Stated problem 1: Identify every line in the entries below that contains the word "plant", and copy each of those lines.

Given passage:

+++

There are currently 57 stablecoins in development, 23 of which are already live, while the remaining 34 are in the pre-launch phase, with 77 per cent of them being reserve-backed and 66 per cent pegged to the US dollar. Additionally, 60 per cent were built on the Ethereum platform, while 69 per cent have an open-source code.

Despite being a relatively new development, stablecoins have already become an important component of the digital assets ecosystem and are listed on more than 50 different exchanges. Their total market value is estimated at $3 billion, which accounts for 1.5 per cent of the total market value of all crypto-assets. So far, stablecoin project teams have managed to attract more than $350 million in venture funding from the likes of Bain Capital Ventures, Google Ventures, and Andreessen Horowitz. No less than $174 million has been raised by algorithmic stablecoins, $144 million by traditional asset-backed stablecoins, and $33 million by crypto-backed stablecoins.

+++

Material to process:
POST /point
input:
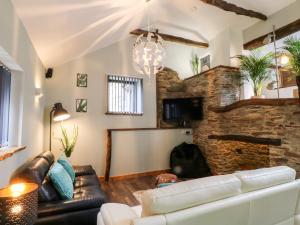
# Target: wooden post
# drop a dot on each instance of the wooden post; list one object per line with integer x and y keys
{"x": 108, "y": 155}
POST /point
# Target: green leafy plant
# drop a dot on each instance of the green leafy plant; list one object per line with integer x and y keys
{"x": 292, "y": 46}
{"x": 256, "y": 68}
{"x": 68, "y": 143}
{"x": 195, "y": 64}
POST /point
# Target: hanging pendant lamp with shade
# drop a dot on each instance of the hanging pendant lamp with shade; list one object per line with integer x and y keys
{"x": 149, "y": 53}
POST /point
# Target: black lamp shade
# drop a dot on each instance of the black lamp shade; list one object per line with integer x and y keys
{"x": 59, "y": 113}
{"x": 19, "y": 208}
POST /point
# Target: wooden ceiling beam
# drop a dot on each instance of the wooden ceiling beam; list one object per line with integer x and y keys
{"x": 280, "y": 33}
{"x": 236, "y": 9}
{"x": 172, "y": 38}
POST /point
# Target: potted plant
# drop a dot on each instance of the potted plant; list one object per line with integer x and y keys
{"x": 292, "y": 46}
{"x": 256, "y": 67}
{"x": 68, "y": 143}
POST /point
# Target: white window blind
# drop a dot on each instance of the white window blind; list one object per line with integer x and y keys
{"x": 5, "y": 86}
{"x": 125, "y": 95}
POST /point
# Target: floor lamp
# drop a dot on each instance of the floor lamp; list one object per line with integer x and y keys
{"x": 268, "y": 40}
{"x": 57, "y": 114}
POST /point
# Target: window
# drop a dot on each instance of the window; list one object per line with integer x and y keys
{"x": 5, "y": 85}
{"x": 125, "y": 95}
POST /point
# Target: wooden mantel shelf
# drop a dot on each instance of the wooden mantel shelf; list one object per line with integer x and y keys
{"x": 248, "y": 139}
{"x": 255, "y": 102}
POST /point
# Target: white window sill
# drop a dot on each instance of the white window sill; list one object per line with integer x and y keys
{"x": 9, "y": 151}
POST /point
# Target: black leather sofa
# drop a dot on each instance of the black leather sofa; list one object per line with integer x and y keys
{"x": 81, "y": 210}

+++

Stated problem 2: From the stablecoin passage above, set down word for word the span that begins at "Despite being a" and ends after "by crypto-backed stablecoins.".

Exercise answer 1:
# Target: green leafy plant
# drop a dot on each instance of the green leafy plant; list one object per line with integer x and y keys
# Target: potted plant
# drop a dot on each instance of the potted plant; list one object per line with integer x and y keys

Exercise answer 2:
Despite being a relatively new development, stablecoins have already become an important component of the digital assets ecosystem and are listed on more than 50 different exchanges. Their total market value is estimated at $3 billion, which accounts for 1.5 per cent of the total market value of all crypto-assets. So far, stablecoin project teams have managed to attract more than $350 million in venture funding from the likes of Bain Capital Ventures, Google Ventures, and Andreessen Horowitz. No less than $174 million has been raised by algorithmic stablecoins, $144 million by traditional asset-backed stablecoins, and $33 million by crypto-backed stablecoins.